## Work to complete:
Copy out every line holding the string "staircase" from the records below.

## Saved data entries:
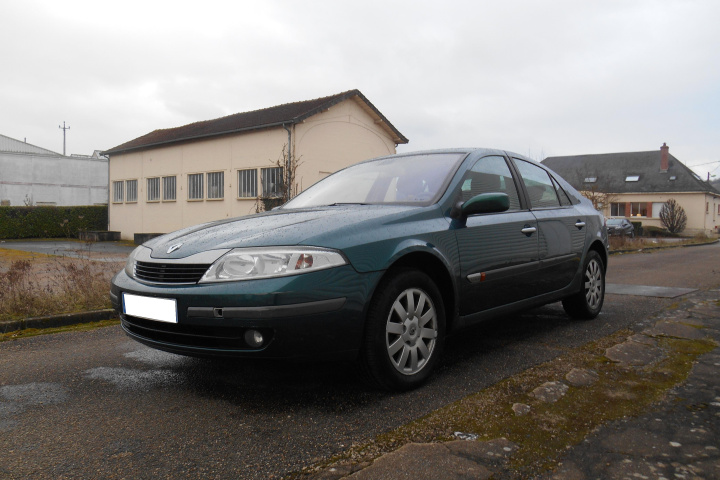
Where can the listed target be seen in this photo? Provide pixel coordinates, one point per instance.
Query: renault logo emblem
(174, 247)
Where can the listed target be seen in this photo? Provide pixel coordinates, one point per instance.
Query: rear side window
(538, 184)
(490, 175)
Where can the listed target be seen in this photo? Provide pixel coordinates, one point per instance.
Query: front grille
(170, 272)
(206, 337)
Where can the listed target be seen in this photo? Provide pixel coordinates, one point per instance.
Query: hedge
(51, 222)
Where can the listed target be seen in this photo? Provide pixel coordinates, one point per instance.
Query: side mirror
(483, 203)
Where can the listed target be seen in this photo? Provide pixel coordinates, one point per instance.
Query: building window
(637, 209)
(131, 190)
(118, 189)
(169, 189)
(247, 183)
(216, 185)
(195, 186)
(154, 189)
(272, 181)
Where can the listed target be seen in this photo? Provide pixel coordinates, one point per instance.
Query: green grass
(549, 429)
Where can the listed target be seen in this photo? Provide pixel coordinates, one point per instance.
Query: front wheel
(405, 331)
(587, 303)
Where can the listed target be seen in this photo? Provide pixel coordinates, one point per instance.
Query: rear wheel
(405, 331)
(587, 303)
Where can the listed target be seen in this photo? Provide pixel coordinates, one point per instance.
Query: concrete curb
(636, 250)
(55, 321)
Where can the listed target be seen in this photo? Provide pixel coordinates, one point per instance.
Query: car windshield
(406, 179)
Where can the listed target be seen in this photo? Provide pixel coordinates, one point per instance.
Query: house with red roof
(635, 185)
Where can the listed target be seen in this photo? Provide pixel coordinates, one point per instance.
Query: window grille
(272, 179)
(118, 189)
(169, 188)
(195, 186)
(153, 189)
(216, 184)
(131, 190)
(247, 183)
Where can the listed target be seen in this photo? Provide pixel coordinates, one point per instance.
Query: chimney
(664, 157)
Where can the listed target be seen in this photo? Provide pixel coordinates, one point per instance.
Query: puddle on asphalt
(14, 399)
(156, 358)
(132, 379)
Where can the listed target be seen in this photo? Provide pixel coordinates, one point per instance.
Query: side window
(562, 194)
(490, 175)
(538, 184)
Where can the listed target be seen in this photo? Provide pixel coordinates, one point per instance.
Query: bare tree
(673, 216)
(285, 188)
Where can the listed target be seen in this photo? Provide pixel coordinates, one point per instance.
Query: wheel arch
(598, 247)
(439, 273)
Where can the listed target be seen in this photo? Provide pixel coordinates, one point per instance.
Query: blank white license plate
(151, 308)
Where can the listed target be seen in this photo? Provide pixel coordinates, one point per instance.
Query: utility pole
(63, 129)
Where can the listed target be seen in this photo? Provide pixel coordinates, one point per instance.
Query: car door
(561, 227)
(498, 251)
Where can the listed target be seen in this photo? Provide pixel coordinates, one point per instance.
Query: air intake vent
(170, 272)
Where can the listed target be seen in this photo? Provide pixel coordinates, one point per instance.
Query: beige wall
(701, 209)
(341, 136)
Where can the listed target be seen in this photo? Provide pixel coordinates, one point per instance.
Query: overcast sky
(538, 78)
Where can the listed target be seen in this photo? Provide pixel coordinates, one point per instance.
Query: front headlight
(270, 262)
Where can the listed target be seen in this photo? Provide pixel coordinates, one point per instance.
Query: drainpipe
(288, 161)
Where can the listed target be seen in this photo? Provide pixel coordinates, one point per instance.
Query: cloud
(563, 77)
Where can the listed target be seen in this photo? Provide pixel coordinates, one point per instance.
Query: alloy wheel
(593, 284)
(411, 331)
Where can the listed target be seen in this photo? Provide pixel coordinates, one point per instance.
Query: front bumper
(318, 314)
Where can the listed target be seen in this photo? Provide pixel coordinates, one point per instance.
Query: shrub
(68, 286)
(51, 222)
(673, 216)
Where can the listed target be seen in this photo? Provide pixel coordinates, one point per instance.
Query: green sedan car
(378, 263)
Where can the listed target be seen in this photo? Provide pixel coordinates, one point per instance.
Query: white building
(216, 169)
(31, 175)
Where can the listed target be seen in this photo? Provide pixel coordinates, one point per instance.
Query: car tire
(404, 333)
(587, 303)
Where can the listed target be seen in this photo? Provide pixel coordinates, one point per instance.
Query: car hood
(322, 226)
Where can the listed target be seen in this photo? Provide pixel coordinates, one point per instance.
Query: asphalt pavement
(98, 405)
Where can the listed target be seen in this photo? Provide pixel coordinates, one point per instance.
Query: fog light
(254, 338)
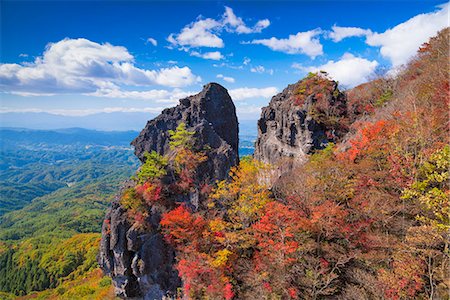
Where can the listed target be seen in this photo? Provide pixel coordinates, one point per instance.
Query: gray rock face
(212, 115)
(139, 261)
(289, 130)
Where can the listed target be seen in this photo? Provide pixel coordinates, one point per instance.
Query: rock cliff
(139, 261)
(304, 117)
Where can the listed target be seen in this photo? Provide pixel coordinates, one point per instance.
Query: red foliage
(182, 227)
(367, 138)
(228, 292)
(276, 231)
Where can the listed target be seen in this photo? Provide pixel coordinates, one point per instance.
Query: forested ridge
(366, 218)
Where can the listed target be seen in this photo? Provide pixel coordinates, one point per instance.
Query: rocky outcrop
(140, 262)
(302, 118)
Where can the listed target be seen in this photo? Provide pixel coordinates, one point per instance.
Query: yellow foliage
(246, 194)
(221, 258)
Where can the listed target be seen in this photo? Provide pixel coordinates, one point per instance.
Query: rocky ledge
(140, 262)
(304, 117)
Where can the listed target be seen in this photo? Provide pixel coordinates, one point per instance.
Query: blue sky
(78, 58)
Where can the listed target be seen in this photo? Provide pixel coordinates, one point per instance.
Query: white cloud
(261, 69)
(401, 42)
(248, 112)
(83, 66)
(206, 32)
(234, 23)
(215, 55)
(246, 93)
(198, 34)
(300, 43)
(339, 33)
(349, 70)
(157, 96)
(152, 41)
(227, 79)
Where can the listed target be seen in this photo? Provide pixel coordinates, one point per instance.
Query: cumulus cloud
(401, 42)
(152, 41)
(350, 70)
(83, 66)
(226, 78)
(261, 70)
(339, 33)
(206, 32)
(200, 33)
(215, 55)
(236, 24)
(300, 43)
(246, 93)
(154, 95)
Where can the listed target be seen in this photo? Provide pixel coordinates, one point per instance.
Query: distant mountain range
(115, 121)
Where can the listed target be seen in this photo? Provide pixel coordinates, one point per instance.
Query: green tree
(154, 167)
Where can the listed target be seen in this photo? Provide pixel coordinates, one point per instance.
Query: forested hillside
(55, 187)
(366, 218)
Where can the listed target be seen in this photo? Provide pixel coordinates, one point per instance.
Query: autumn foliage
(364, 219)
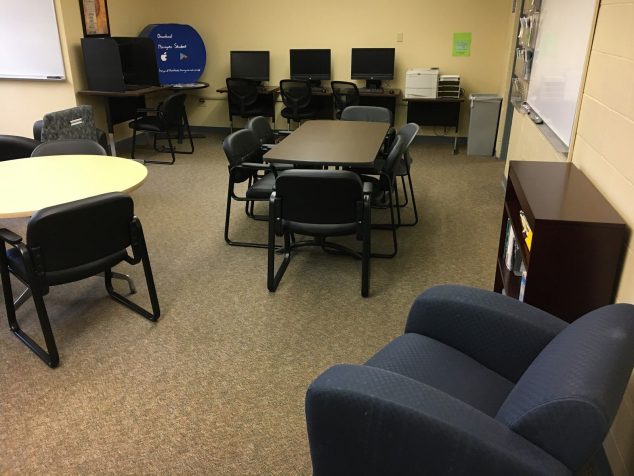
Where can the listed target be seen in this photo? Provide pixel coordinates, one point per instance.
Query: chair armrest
(9, 237)
(500, 332)
(364, 420)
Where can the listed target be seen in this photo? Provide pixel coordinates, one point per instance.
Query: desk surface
(331, 143)
(39, 182)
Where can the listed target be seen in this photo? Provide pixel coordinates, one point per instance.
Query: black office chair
(16, 147)
(296, 96)
(266, 136)
(68, 147)
(244, 154)
(385, 194)
(403, 168)
(345, 94)
(244, 99)
(367, 114)
(71, 242)
(168, 120)
(319, 203)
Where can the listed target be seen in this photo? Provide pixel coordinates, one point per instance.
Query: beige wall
(603, 151)
(427, 28)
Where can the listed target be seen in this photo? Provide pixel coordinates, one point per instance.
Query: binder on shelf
(510, 246)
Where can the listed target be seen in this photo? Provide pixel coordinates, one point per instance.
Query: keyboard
(135, 87)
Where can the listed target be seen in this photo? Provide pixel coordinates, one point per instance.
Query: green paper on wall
(461, 44)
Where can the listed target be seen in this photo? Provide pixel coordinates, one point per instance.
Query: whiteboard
(30, 40)
(563, 37)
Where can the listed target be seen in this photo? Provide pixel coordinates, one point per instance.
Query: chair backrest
(172, 110)
(367, 113)
(566, 400)
(296, 94)
(68, 147)
(241, 92)
(16, 147)
(239, 147)
(389, 168)
(261, 128)
(74, 123)
(319, 196)
(408, 134)
(345, 94)
(80, 238)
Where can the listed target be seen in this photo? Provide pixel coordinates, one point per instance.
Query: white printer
(421, 83)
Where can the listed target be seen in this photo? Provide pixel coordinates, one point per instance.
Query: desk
(121, 106)
(39, 182)
(336, 143)
(436, 112)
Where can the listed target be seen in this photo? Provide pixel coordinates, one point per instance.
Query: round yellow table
(28, 185)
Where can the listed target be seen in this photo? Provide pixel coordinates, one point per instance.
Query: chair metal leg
(50, 356)
(149, 279)
(227, 221)
(274, 277)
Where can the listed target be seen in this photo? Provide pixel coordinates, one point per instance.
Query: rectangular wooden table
(333, 143)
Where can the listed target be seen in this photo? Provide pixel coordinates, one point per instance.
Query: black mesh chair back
(242, 93)
(367, 113)
(403, 169)
(261, 128)
(240, 147)
(70, 242)
(244, 155)
(345, 94)
(318, 203)
(68, 147)
(319, 197)
(16, 147)
(168, 120)
(296, 96)
(103, 223)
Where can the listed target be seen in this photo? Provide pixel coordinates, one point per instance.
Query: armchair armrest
(498, 331)
(9, 237)
(364, 420)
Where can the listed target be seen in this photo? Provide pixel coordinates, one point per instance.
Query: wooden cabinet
(577, 244)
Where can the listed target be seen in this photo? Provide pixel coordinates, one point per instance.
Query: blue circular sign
(180, 52)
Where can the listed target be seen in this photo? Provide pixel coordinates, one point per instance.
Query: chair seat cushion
(147, 123)
(320, 229)
(69, 275)
(287, 112)
(262, 188)
(440, 366)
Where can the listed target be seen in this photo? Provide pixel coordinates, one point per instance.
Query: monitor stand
(373, 84)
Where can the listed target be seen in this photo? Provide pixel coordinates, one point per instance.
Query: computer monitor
(138, 60)
(250, 64)
(372, 64)
(312, 65)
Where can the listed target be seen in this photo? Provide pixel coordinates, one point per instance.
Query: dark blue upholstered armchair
(479, 384)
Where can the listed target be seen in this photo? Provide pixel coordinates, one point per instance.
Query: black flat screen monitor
(310, 64)
(250, 64)
(372, 63)
(138, 60)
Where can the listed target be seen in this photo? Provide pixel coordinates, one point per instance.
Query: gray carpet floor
(217, 385)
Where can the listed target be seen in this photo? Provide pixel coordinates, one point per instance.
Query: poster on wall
(94, 17)
(180, 52)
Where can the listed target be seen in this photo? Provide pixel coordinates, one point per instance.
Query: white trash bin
(483, 123)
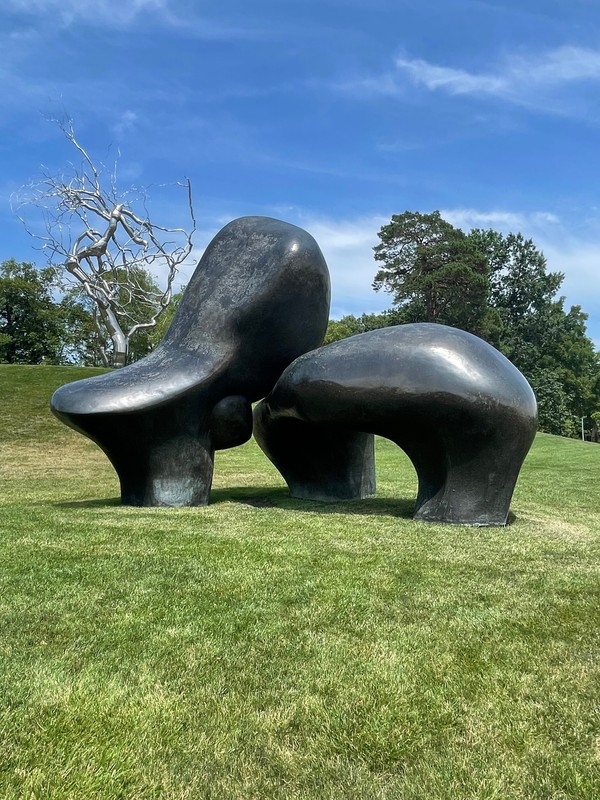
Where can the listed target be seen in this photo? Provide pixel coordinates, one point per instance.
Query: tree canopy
(498, 287)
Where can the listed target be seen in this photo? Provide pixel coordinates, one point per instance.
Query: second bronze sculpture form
(247, 327)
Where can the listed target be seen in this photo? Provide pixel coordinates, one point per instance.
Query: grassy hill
(263, 647)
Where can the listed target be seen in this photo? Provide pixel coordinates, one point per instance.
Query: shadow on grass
(99, 502)
(278, 497)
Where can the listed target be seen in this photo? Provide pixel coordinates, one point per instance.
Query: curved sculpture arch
(465, 416)
(258, 299)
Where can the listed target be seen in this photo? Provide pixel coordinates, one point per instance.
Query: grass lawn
(262, 647)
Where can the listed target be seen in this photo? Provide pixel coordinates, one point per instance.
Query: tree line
(493, 285)
(499, 288)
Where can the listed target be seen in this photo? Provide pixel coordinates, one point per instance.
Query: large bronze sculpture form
(462, 412)
(258, 299)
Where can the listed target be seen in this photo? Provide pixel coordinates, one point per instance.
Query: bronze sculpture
(462, 412)
(258, 299)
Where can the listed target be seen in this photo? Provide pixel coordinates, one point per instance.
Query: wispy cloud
(114, 12)
(118, 14)
(504, 221)
(530, 79)
(517, 75)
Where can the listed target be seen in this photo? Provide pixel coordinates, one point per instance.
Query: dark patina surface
(465, 416)
(258, 299)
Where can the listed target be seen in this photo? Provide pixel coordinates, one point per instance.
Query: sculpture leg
(318, 462)
(467, 473)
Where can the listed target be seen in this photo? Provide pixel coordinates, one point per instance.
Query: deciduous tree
(104, 241)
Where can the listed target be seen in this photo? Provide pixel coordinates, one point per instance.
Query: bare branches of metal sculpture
(253, 313)
(464, 415)
(96, 240)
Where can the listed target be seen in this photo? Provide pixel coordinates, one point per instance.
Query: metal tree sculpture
(95, 239)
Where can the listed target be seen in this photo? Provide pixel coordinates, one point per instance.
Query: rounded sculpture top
(258, 299)
(406, 366)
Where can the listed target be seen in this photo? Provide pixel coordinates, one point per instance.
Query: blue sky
(331, 114)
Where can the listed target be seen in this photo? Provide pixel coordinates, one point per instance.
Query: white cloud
(505, 221)
(347, 244)
(536, 80)
(114, 12)
(125, 124)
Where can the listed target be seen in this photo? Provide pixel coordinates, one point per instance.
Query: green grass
(263, 647)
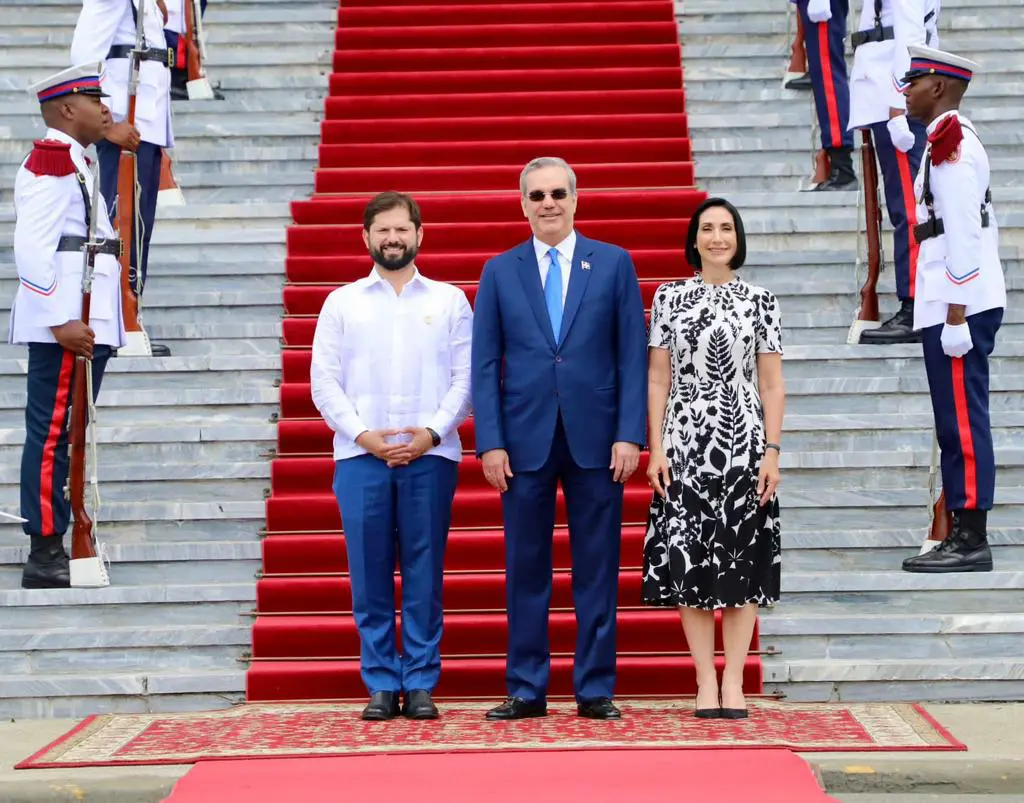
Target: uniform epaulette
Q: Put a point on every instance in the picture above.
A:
(50, 157)
(945, 140)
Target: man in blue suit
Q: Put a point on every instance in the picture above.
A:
(559, 391)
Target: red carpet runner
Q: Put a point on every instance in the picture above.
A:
(448, 101)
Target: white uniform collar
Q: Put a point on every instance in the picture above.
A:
(565, 249)
(935, 123)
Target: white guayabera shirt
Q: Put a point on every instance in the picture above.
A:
(387, 361)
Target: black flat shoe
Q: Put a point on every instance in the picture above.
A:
(419, 706)
(517, 708)
(598, 708)
(382, 706)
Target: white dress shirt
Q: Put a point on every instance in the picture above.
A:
(565, 250)
(49, 291)
(388, 361)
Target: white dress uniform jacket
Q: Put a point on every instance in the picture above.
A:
(961, 266)
(107, 23)
(877, 79)
(49, 291)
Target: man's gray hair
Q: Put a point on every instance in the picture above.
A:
(547, 161)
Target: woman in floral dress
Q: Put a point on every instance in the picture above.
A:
(716, 400)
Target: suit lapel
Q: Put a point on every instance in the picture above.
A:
(529, 273)
(579, 278)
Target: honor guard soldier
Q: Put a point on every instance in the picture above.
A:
(824, 34)
(961, 294)
(881, 58)
(107, 32)
(53, 210)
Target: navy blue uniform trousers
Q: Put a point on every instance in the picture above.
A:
(960, 402)
(898, 172)
(398, 513)
(594, 505)
(148, 157)
(44, 459)
(826, 64)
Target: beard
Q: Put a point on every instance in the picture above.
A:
(397, 262)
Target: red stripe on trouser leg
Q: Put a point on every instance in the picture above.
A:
(50, 445)
(966, 436)
(824, 54)
(910, 210)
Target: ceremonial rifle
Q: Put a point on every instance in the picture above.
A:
(867, 312)
(198, 85)
(88, 568)
(128, 220)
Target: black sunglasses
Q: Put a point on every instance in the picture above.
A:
(556, 195)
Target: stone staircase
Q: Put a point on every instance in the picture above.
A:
(183, 440)
(851, 625)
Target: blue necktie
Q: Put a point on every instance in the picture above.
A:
(553, 293)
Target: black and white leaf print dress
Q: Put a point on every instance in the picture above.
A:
(710, 544)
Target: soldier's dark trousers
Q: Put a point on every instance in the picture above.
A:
(44, 460)
(150, 157)
(960, 402)
(898, 173)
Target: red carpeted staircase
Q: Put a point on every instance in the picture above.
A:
(448, 101)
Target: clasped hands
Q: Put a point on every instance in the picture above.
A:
(375, 441)
(498, 470)
(658, 476)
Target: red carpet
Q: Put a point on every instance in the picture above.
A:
(510, 777)
(483, 87)
(540, 777)
(294, 730)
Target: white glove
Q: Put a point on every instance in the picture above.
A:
(899, 131)
(956, 339)
(819, 10)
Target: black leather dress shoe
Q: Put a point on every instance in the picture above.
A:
(517, 708)
(47, 565)
(966, 548)
(598, 708)
(898, 329)
(419, 706)
(382, 706)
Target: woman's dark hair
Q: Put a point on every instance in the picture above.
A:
(693, 256)
(385, 202)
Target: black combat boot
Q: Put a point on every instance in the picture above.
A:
(898, 329)
(47, 565)
(842, 176)
(966, 549)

## Response for this exercise:
Target: stone staircase
Target: red carpeted staircase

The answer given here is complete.